→ The task: Without including any images, set down the records below exactly.

- - -

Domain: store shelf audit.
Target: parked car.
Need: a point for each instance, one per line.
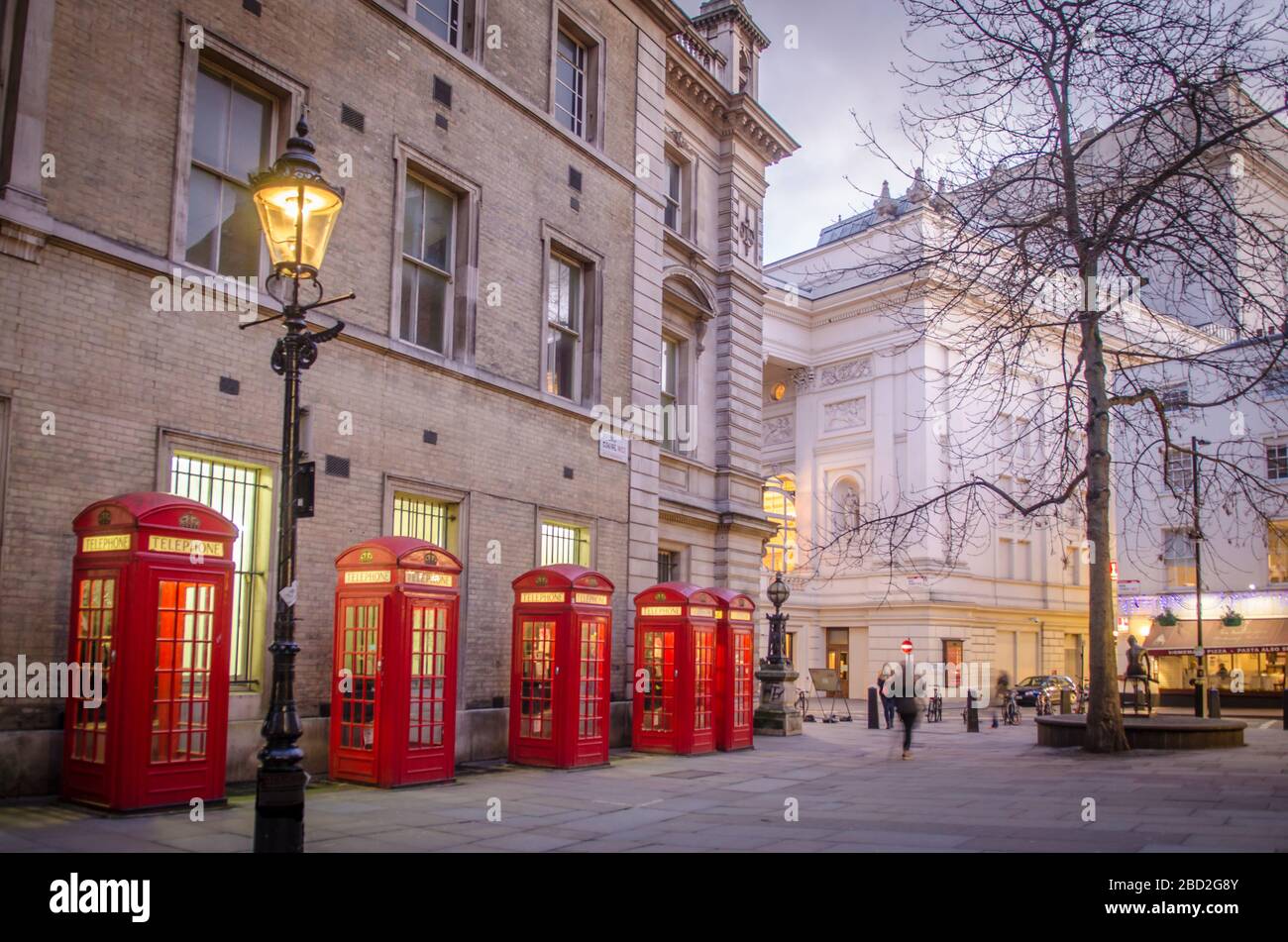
(1026, 690)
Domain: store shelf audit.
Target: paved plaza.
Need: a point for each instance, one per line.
(962, 791)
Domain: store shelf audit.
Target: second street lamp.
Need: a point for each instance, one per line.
(297, 210)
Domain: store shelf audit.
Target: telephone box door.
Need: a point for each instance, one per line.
(657, 723)
(432, 690)
(703, 687)
(181, 676)
(591, 688)
(743, 687)
(93, 632)
(539, 683)
(360, 642)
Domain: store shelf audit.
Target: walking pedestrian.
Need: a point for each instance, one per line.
(909, 706)
(1000, 693)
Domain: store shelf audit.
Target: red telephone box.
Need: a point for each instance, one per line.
(675, 645)
(393, 700)
(151, 609)
(563, 624)
(735, 646)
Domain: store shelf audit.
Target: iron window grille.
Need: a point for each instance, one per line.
(565, 543)
(423, 517)
(241, 493)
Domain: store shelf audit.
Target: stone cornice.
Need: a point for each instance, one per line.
(735, 12)
(726, 113)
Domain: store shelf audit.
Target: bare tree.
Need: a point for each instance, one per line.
(1113, 213)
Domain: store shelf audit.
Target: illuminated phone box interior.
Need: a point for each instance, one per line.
(151, 618)
(675, 670)
(393, 688)
(561, 667)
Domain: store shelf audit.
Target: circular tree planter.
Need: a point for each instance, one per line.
(1153, 732)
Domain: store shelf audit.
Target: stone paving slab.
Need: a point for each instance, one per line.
(846, 785)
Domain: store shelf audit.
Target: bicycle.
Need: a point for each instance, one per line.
(803, 705)
(1012, 709)
(935, 708)
(1136, 705)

- - -

→ Solution for this task:
Domain: store shelf audit.
Target: parked car.
Need: a point for each instance, one per line.
(1026, 690)
Domain: store shelf audit.
Target: paved plaza.
Need: a point for each instance, one per line.
(962, 791)
Domain: store shelf audit.
Target: second street lamp.
Need: a point for each instance, one per line.
(297, 210)
Domain: store shelf audit.
Target: telephone box door.
Need: a point for each instance, one per line.
(657, 723)
(432, 690)
(703, 687)
(181, 676)
(591, 688)
(743, 687)
(93, 632)
(539, 683)
(360, 642)
Domain: store shelf audit.
Target: walking pedestrian.
Need: a point for each instance, one per line.
(909, 706)
(1000, 693)
Domain: store shelf audit.
Target: red telephone box.
Need: a point for each instance, one per line.
(675, 645)
(393, 700)
(151, 609)
(563, 624)
(735, 646)
Domain: store shelf audit.
Target: iron window grille.
Need: a point for each instance, one per line.
(565, 543)
(423, 517)
(241, 493)
Domain: store shelf audit.
Target: stone cornice.
Need: a point for each instance, one per line.
(735, 12)
(726, 113)
Domain: store shelf audit.
Target: bare tree.
Need: a point for each instance, one per line.
(1113, 213)
Domain: store shelf audit.
Target: illuminated phone box interior.
Need: a point for each instance, one per line.
(151, 618)
(675, 670)
(393, 688)
(561, 667)
Domain: store shelf audit.
Target: circular tree planter.
Need: a point for each instance, one per line.
(1153, 732)
Domain: store shelf audit.
Target: stone paving slab.
Need: a point for each instance, one per line.
(846, 785)
Domain: store shelf audit.
Target: bicycle.
Need: a point for each instance, one per line.
(803, 705)
(1012, 709)
(935, 708)
(1136, 705)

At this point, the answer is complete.